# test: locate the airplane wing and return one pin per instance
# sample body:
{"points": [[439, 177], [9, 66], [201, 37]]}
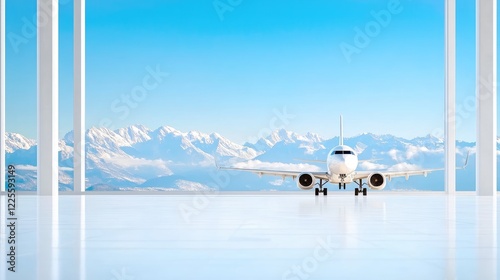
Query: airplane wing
{"points": [[393, 174], [405, 173], [281, 173]]}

※ ※ ※

* **PROBLEM DETAILS**
Please scale the records above by writing out every line again, requests included, with each point coordinate in the answers multiplied by 2.25 and rounded to a whole number (halves round up), leaving all other numbers unchanged. Omit the pictures.

* **RESULT OF THIS EXERCISE**
# test: locate the airplane wing and return one pin per instance
# sample body:
{"points": [[439, 177], [9, 66], [201, 37]]}
Query: airplane wing
{"points": [[884, 392], [911, 389], [632, 389]]}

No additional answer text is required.